_Page_
◆ ◆ ◆
The East Coast Eagles is an Australian rules football club competing in the Sydney AFL competition based out of the Sydney suburb of Rouse Hill, New South Wales.

Previously known as the Baulkham Hills Falcons (1976–1999) and Sydney Hills Eagles (2012–2014) and wearing maroon and gold, the team wears the West Coast Eagles uniforms of blue and Gold.

History
The history of the Sydney Hills Eagles can be traced back to the formation of the Baulkham hills junior Australian football club in 1976.  Since 1976 Baulkham Hills has fielded teams in all age groups in the major junior competition in suburban Sydney.  Baulkham Hills are the most successful junior club in Sydney, having enough players to field two teams in every age group in most seasons and more often than not winning the premiership.  In the mid-to-late 1980s it was not uncommon for two Baulkham Hills teams (then known as the Hawks and the Kookaburras) to play each other in grand finals.

In 1988, the club had enough numbers to field an under 19 team in the Sydney Football League.  As the Sydney University club could not field an under 19 team, Baulkham Hills played in their stead.  The team had a successful season, eventually finishing in fourth place after losing the first semi-final to Pennant Hills.  As this team was an amalgamation of players from the Hawks and the Kookaburras, a new emblem – the Falcons – was born.  The team played in a maroon jersey with gold stripes, similar to the jersey of the Subiaco club playing in the WAFL. 

In the early 80s Baulkham Hills played in the SDSFA at their home ground at the Kellyville Postal Institute Club, then later moved to Charles McLaughlin Reserve. This period of the club was not a successful one and both the First and Reserve Grade teams went long periods without wins.

In 1989, the club fielded a senior team competing in the Sydney Football Association (Division 2) competition.  The team met with moderate success in their first year, finishing fourth in a seven team competition, being knocked out of the finals race in the first semi-final.

In 1990 the club had gathered enough support from ex-junior players and disenchanted players from other clubs to field teams in the Sydney Football Association (SFA) Division 1 competition in the first grade, reserve grade and under 20 competitions.  1990 was a successful season, with the first grade team eventually losing the Grand Final to Balmain at Erskineville Oval and Doug Scholz winning the Snow Medal for the best and fairest player in the competition.
◆ ◆ ◆
_Recorded data_
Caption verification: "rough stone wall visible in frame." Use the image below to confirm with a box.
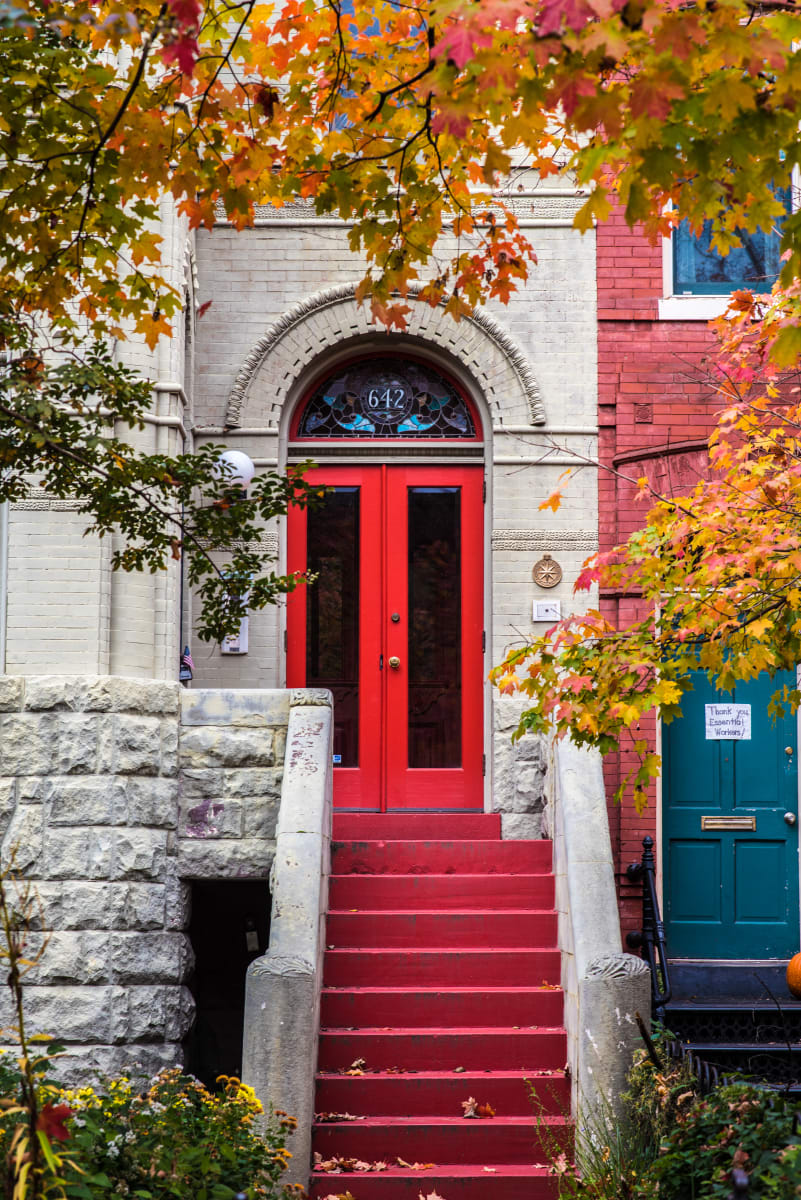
[0,676,288,1080]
◆ ◆ ◆
_The tasks_
[1] In the East Coast Eagles club history, who won the Snow Medal in 1990?
[2] Please resume the East Coast Eagles club history from the point where it stops.

_Answers below_
[1] Doug Scholz

[2]
In the following year the Falcons turned the tables on Balmain and won their first senior premiership in a keenly fought match at Roger Sheeran Oval.

By 1993 the club had outgrown the SFA and was promoted to the Sydney Football League.  The Falcons endured a tough couple of years in 1993 and 1994 before making the preliminary final in 1995.  It was in 1995 that the club produced its first Phelan Medallist in ruckman Graham Jones.

Between 1996 and 1999 the club struggled, never finishing higher than fifth on the ladder.  One high point for the club during these lean years was Jarrod Crosby winning the club's second Phelan Medal in 1998.

Before the 2000 season began, the club struck up a partnership with the West Coast Eagles and was renamed the East Coast Eagles. the club adopted their new playing strip of blue and yellow.

In 2006, the club were undefeated through the home and away season, and easily won their second semi final to qualify for the grand final. But in a shock result, the Eagles suffered their only loss of the season on grand final day, going down by 2 points to Pennant Hills in wet conditions at Henson Park.

In 2008 the club finished the season in fourth before defeating North Shore (by 50 points), St George (by 65) and UNSW/Eastern Suburbs (by 45) to reach their second Grand Final in three years against archrivals Pennant Hills. Despite trailing by just 17 points at half time, the Eagles ended up going down by 104 points.

In 2009 the club moved to their new oval Bruce Purser Reserve on the corner of Withers Rd and Commercial Rd, Rouse Hill

In 2009, The East Coast Eagles won their first ever AFL Sydney Premiership, winning the Grand Final against UNSW/Eastern Suburbs 22.12 (144) to 13.12 (90). Gus Seebeck kicked 10 goals for the game.

Captain, Jon Vlatko was named as the Club Champion in 2009, with Gus Seebeck finishing as runner up. Mark Skuse was announced as the Player's Player. In Division 1, Josh Shepherd claimed his third straight Best and Fairest award at the club by winning the Bill McLeod Medal, after taking out the Premier Cup Under 18's Best and Fairest award in 2007 and 2008.

In 2010, the Eagles did it again securing Back to Back Premierships by defeating Sydney Uni at Blacktown Olympic Park - 13.9 (87) to 10.10 (70). Damien Bowles claimed his first Club Champion medallion to go with his Rod Podbury Medal on Grand Final Day. Damien was unlucky not to also claim the League's Phelan Medal when after polling the most votes, he was ruled ineligible owing to suspension during the season.

The U/18 Premier Cup lads were beaten in the Grand Final by 6 points after extra time by Sydney University.  Luke McLeod won the Division One medal named after his father Bill. James Ford took out the Division Three B&F whilst Dean Costello and Adam Hutt won their respective U/18 awards in Premier and Challenge Cup.

Following the completion of the 2011 season, the club was admitted to the North East Australian Football League and subsequently the name of the club was changed to the Sydney Hills Eagles.

In December 2012, it was announced that Marc Dragicevic had been recruited as coach of the Eagles' NEAFL team.

The years of 2012, 2013 and 2014 were spent playing in the NEAFL competition as the Sydney Hills Eagles, however in 2015 the Club withdrew from the NEAFL and returned to AFL Sydney where it fields four teams in Premier Division, Div One, Div Three and Under 19's.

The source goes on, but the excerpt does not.